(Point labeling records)
□ □ □

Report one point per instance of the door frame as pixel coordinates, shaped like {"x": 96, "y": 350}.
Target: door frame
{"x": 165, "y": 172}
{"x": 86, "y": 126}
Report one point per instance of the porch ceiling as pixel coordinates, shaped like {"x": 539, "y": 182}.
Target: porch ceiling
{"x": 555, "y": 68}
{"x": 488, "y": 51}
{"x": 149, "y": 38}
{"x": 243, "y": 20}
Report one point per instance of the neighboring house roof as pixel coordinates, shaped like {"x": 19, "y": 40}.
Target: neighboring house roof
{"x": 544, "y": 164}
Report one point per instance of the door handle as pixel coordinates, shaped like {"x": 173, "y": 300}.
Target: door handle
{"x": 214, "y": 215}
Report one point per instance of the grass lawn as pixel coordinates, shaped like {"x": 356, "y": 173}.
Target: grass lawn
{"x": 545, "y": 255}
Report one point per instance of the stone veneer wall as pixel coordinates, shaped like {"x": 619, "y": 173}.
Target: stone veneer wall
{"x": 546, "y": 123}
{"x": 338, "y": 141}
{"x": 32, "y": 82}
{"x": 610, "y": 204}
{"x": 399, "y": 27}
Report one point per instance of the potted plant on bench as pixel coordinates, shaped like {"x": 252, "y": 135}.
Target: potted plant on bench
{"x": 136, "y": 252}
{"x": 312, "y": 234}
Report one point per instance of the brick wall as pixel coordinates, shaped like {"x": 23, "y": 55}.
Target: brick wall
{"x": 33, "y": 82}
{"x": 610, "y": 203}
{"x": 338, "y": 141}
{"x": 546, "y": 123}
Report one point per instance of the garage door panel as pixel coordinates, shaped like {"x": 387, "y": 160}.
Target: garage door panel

□ □ □

Rewrite every line of the records above as a numbered list, with no blank lines.

▶ **Final result**:
1. Report one point per instance of the door frame as pixel coordinates, shaped like {"x": 96, "y": 350}.
2. Target: door frame
3. {"x": 165, "y": 172}
4. {"x": 86, "y": 126}
5. Report one point per instance of the porch ceiling as pixel coordinates, shaped like {"x": 539, "y": 182}.
6. Target: porch ceiling
7. {"x": 555, "y": 68}
8. {"x": 488, "y": 51}
9. {"x": 149, "y": 38}
10. {"x": 243, "y": 20}
11. Report one point per instance of the neighboring house roof as pixel coordinates, shaped like {"x": 19, "y": 40}.
12. Target: neighboring house roof
13. {"x": 544, "y": 164}
14. Report one point per instance of the door handle as pixel coordinates, shaped like {"x": 173, "y": 300}.
15. Target: door handle
16. {"x": 214, "y": 215}
17. Report one point per instance of the grass lawn as pixel coordinates, shaped like {"x": 356, "y": 173}.
18. Target: grass lawn
19. {"x": 545, "y": 255}
20. Report one point per instance of the stone veneer wall as pixel coordinates, shaped like {"x": 619, "y": 173}.
21. Target: stone veneer wall
22. {"x": 546, "y": 123}
23. {"x": 338, "y": 141}
24. {"x": 32, "y": 82}
25. {"x": 610, "y": 204}
26. {"x": 399, "y": 27}
27. Report one point per instance of the potted plant on bench as pixel coordinates, shaped like {"x": 252, "y": 135}.
28. Target: potted plant on bench
29. {"x": 136, "y": 252}
30. {"x": 312, "y": 234}
31. Report one point per instance of the brick wall as pixel coordinates, shaped like {"x": 23, "y": 55}.
32. Target: brick wall
33. {"x": 33, "y": 82}
34. {"x": 610, "y": 203}
35. {"x": 338, "y": 141}
36. {"x": 546, "y": 123}
37. Report one point per instance of the garage door panel as pixel coordinates, shaped like {"x": 387, "y": 160}.
38. Target: garage door panel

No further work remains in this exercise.